» **Document**
────────────────

There was actually three! i (as in th[i]s), î (as in ch[ee]se) and ı which sounds nothing like the first two, it sounds something like the e in bag[e]l. I guess it sounded so different that it warranted such a drastic symbolic change.
- ithkuil a day ago
  
  Turkish exhibits a vowel harmony system and uses diacritics on other vowels too and the choice to put "i" together with other front vowels like "ü" and "ö" and put "ı" together with back vowels like "u" and "o" is actually pretty elegant.
  The latinization reform of the Turkish language predates computers and it was hard to foresee the woes that future generations would have had with that choice
ayhanfuat a day ago

Except for the a/e pair, front and back vowels have dotted and dotless versions in Turkish: ı and i, o and ö, u and ü.
- o11c a day ago
  
  In that case they should've used ï for consistency.
  - thaumasiotes 21 hours ago
    
    That would be the opposite of consistency; i is the front vowel and ı is the back one.
    Note that the vowel /i/ cannot umlaut, because it's already a front vowel. The ï you cite comes from French, where the two dots represent diaeresis rather than umlaut. When umlaut is a feature of your language, combining the notation like that isn't likely to be a good idea.
- zettabomb a day ago
  
  Makes sense enough, but why not use i and ï to be consistent?
  - okanat a day ago
    
    Turkish i/İ sounds pretty similar to most of the European languages. Italian, French and German pronounce it pretty similar. Also removing umlauts from the other two vowels ö and ü to write o and u has the same effect as removing the dot from i. It is just consistent.

────────────────

» **Recorded information**

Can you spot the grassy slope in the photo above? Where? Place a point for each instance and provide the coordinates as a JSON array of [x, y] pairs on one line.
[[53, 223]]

────────────────

» **Aim**
Copy the Turkish vowel discussion between "Turkish i/İ sounds" and "is just consistent.", inclusive, substituting "quite" for each "pretty".

» **Written answer**
Turkish i/İ sounds quite similar to most of the European languages. Italian, French and German pronounce it quite similar. Also removing umlauts from the other two vowels ö and ü to write o and u has the same effect as removing the dot from i. It is just consistent.